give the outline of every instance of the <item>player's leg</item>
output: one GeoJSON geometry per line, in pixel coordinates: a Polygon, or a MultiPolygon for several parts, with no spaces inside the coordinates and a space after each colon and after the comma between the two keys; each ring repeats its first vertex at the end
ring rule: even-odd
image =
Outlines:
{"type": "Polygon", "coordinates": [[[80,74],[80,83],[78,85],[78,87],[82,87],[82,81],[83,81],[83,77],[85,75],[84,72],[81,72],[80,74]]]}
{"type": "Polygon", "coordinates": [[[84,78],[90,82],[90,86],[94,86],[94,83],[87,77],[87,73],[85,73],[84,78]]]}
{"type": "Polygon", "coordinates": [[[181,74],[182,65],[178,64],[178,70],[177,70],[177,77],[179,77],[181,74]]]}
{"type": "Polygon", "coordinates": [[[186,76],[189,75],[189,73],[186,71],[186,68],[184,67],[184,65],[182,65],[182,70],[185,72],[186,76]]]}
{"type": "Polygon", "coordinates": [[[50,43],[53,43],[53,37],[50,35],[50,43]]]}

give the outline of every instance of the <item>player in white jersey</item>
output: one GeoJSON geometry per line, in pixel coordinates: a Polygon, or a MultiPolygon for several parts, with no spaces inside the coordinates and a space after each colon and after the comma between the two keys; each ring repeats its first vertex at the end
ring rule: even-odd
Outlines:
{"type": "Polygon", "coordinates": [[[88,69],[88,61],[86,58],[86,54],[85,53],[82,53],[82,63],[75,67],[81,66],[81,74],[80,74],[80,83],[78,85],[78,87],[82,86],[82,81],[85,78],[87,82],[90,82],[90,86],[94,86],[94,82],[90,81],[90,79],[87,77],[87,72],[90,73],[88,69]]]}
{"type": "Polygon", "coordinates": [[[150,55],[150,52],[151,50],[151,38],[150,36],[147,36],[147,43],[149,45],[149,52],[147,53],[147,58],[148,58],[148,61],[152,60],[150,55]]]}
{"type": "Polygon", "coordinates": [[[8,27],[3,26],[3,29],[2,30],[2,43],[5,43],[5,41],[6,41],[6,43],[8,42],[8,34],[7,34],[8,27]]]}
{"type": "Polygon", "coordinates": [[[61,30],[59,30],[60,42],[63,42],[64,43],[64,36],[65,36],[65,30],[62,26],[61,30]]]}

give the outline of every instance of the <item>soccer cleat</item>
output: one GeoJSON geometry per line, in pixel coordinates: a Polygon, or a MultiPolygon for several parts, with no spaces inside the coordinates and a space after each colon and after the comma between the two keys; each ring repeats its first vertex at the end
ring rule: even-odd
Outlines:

▶ _Job_: Print the records once more, exactly as they were given.

▶ _Result of this task_:
give the outline of every instance of the <item>player's leg</item>
output: one GeoJSON geometry per line, in pixel coordinates: a Polygon, or a MultiPolygon for several parts, with no spaces inside the coordinates and a space after each colon and after the comma between the two keys; each ring repeats its first vertex at the end
ring rule: even-odd
image =
Outlines:
{"type": "Polygon", "coordinates": [[[80,74],[80,83],[78,85],[78,87],[82,87],[82,81],[83,81],[83,77],[85,75],[84,72],[81,72],[80,74]]]}
{"type": "Polygon", "coordinates": [[[84,78],[90,82],[90,86],[94,86],[94,83],[87,77],[87,73],[85,73],[84,78]]]}
{"type": "Polygon", "coordinates": [[[181,74],[182,65],[178,64],[178,70],[177,70],[177,77],[179,77],[181,74]]]}
{"type": "Polygon", "coordinates": [[[186,76],[189,75],[189,73],[186,71],[186,68],[184,67],[184,65],[182,65],[182,70],[185,72],[186,76]]]}
{"type": "Polygon", "coordinates": [[[50,43],[53,43],[53,37],[50,35],[50,43]]]}

give the outline of every instance of the <item>player in white jersey</item>
output: one GeoJSON geometry per line, in pixel coordinates: a Polygon, or a MultiPolygon for several parts, with no spaces inside the coordinates and a space after each colon and after the comma between the two keys; each ring repeats its first vertex at the end
ring rule: even-odd
Outlines:
{"type": "Polygon", "coordinates": [[[88,69],[88,61],[86,58],[86,54],[85,53],[82,53],[82,63],[75,67],[81,66],[81,74],[80,74],[80,83],[78,85],[78,87],[82,86],[82,81],[85,78],[87,82],[90,82],[90,86],[94,86],[94,82],[90,81],[90,79],[87,77],[87,72],[90,73],[88,69]]]}
{"type": "Polygon", "coordinates": [[[150,55],[150,52],[151,50],[151,38],[150,36],[147,36],[147,43],[149,45],[149,52],[147,53],[147,58],[148,58],[148,61],[152,60],[150,55]]]}
{"type": "Polygon", "coordinates": [[[8,27],[3,26],[3,29],[2,30],[2,43],[5,43],[5,41],[6,41],[6,43],[8,42],[8,34],[7,34],[8,27]]]}
{"type": "Polygon", "coordinates": [[[61,30],[59,30],[60,42],[63,42],[64,43],[64,36],[65,36],[65,30],[62,26],[61,30]]]}

give the outline of every instance of the <item>soccer cleat</item>
output: one GeoJSON geometry per line, in pixel coordinates: a Polygon, or a MultiPolygon for several parts, with no spaces inside the coordinates and a space after each colon and after the comma between the two keys; each ring repeats its first vertex at the end
ring rule: even-odd
Outlines:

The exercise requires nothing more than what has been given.